» About this task
According to the blog post below, what does Warren Meyer call the single most libertarian institution on the planet?

» Document passage

..............................

India Uncut

This blog has moved to its own domain. Please visit IndiaUncut.com for the all-new India Uncut and bookmark it. The new site has much more content and some new sections, and you can read about them here and here. You can subscribe to full RSS feeds of all the sections from here. This blogspot site will no longer be updated, except in case of emergencies, if the main site suffers a prolonged outage. Thanks - Amit.

Thursday, May 12, 2005

The libertarian internet

Warren Meyer writes in Coyote Blog:
[S]ince libertarianism is really about celebrating dynamism and going in a thousand different directions as each individual chooses, in some sense the Internet and blogging are not only useful tools for us libertarians, but in and of themselves are inherently libertarian vehicles. Certainly libertarian hero FA Hayek would recognize the chaos of the Internet and the blogosphere immediately. For a good libertarian, chaos is beautiful, and certainly the blogosphere qualifies as chaotic. The Internet today is perhaps the single most libertarian institution on the planet.It is utterly without hierarchy, being essentially just one layer deep and a billion URLs wide. Even those who try to impose order, such as Google, do so with no mandate beyond their utility to individual users.

..............................

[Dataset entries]
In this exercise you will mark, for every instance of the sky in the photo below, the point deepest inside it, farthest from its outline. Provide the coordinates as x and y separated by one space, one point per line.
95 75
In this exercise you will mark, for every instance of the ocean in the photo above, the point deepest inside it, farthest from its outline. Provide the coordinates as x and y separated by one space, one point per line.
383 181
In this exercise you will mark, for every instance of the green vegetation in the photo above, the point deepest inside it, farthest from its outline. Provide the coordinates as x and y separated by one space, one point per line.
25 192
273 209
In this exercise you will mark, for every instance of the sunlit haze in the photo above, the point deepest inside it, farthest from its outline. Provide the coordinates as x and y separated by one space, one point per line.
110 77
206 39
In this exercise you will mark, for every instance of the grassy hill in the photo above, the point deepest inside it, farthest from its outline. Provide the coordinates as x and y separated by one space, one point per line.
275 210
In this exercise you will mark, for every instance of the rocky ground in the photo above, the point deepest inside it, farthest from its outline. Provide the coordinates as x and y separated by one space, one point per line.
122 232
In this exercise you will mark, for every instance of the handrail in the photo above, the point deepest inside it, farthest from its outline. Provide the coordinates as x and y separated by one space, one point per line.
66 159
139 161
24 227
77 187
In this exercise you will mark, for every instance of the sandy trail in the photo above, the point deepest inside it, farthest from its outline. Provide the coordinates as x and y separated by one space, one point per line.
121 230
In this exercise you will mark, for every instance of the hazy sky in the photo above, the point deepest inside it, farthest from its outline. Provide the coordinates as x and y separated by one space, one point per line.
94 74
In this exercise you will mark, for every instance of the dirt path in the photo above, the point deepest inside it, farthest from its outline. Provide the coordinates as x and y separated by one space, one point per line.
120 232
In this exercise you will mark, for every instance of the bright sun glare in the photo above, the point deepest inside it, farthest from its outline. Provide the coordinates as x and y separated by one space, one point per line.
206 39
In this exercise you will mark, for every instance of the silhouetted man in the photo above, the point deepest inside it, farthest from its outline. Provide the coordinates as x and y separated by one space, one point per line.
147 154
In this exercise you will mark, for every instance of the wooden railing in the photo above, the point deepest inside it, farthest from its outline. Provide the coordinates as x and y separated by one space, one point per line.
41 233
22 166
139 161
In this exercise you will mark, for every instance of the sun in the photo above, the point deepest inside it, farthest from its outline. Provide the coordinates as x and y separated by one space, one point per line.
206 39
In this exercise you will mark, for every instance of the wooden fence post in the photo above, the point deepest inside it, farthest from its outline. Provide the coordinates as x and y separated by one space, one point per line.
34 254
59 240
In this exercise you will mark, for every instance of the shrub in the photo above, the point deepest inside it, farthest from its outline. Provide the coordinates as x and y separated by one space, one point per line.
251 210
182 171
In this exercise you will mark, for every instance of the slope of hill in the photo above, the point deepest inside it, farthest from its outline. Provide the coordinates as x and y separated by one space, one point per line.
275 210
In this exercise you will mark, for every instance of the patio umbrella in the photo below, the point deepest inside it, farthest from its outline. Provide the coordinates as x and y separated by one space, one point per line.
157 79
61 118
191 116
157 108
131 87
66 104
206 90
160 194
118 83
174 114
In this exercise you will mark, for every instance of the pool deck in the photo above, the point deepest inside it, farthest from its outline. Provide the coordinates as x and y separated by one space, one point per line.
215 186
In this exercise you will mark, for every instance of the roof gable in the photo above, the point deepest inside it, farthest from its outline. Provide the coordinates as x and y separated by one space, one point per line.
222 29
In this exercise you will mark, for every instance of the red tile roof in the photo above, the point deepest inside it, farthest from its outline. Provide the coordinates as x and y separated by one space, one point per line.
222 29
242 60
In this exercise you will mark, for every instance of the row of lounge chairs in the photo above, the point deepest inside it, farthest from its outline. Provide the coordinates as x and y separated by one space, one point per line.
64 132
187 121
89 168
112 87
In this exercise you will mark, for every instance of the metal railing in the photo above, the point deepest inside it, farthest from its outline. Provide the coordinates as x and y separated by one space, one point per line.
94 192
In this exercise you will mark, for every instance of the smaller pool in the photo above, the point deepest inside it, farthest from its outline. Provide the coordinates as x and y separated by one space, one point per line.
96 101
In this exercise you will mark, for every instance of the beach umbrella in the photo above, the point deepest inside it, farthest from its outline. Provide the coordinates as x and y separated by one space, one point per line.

..............................

» Answer to the exercise
The Internet today.